--- start DATA RECORDS ---

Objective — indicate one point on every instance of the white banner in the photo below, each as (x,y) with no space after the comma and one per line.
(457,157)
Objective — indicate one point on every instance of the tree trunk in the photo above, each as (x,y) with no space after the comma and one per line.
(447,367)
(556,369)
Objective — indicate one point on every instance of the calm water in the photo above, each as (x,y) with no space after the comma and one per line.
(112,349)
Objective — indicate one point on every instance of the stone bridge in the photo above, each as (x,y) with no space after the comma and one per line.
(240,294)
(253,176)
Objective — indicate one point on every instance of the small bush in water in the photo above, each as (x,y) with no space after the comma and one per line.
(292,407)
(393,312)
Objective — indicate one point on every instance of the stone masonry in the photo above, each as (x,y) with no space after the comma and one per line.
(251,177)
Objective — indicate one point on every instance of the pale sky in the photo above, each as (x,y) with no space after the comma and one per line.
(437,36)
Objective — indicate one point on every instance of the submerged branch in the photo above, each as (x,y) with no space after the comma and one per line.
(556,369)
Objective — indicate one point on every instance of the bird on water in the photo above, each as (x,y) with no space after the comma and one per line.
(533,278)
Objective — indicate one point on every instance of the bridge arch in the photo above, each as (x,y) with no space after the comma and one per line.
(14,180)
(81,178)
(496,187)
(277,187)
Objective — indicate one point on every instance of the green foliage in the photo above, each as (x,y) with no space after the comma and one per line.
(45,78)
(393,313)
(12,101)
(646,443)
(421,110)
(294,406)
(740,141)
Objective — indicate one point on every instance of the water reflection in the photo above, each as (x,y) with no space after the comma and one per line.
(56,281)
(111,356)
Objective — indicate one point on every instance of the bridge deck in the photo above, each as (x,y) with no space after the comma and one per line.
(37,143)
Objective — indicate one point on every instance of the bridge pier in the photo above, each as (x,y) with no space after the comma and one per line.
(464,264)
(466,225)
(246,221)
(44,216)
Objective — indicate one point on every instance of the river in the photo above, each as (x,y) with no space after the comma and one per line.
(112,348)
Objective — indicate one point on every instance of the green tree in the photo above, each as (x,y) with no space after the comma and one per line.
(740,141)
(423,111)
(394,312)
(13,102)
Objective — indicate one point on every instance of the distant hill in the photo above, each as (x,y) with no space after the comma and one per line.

--- end DATA RECORDS ---

WHAT TO WORK ON:
Write the lines out verbatim, from the one with "Objective — indicate one point on every instance of the bird" through the last line of the entries, and stop there.

EXERCISE RESPONSE:
Objective — indicate one point on every instance of the bird on water in the photo above, each as (x,y) with no space after the comma and one per line.
(533,278)
Objective — indicate one point on every instance of the bridge arch in the photo above, each as (x,y) with no space after the comma and one per line.
(14,180)
(81,178)
(496,187)
(277,187)
Objective — indicate one point on every instance of the green foliage in the photo above, each as (x,y) with no space after the comma and one per line.
(45,78)
(393,313)
(12,101)
(646,443)
(421,110)
(294,406)
(740,141)
Objective — indicate one point on every instance of the water reflection in the photo above, each as (x,y) with no space after the comma and one per line.
(56,281)
(111,356)
Objective — indicate one point on every instance of the bridge deck in the photo above, each as (x,y) with no space after the comma and one per line.
(37,143)
Objective — indicate one point on every instance of the bridge pier in the photo above, each as (x,y) with no space after the comma and one per line.
(464,264)
(466,225)
(246,221)
(44,216)
Objective — indicate one point on every instance of the river in the photo above, each as (x,y) with no space after the comma and one per line.
(112,348)
Objective — indicate one point on every instance of the green tree in the photo above, each as (x,y) with no space after the comma and one per line.
(740,141)
(423,111)
(394,312)
(13,102)
Objective — indicate one point on every instance of the distant hill in the photo above, each as (x,y) with no space after the comma and one per line.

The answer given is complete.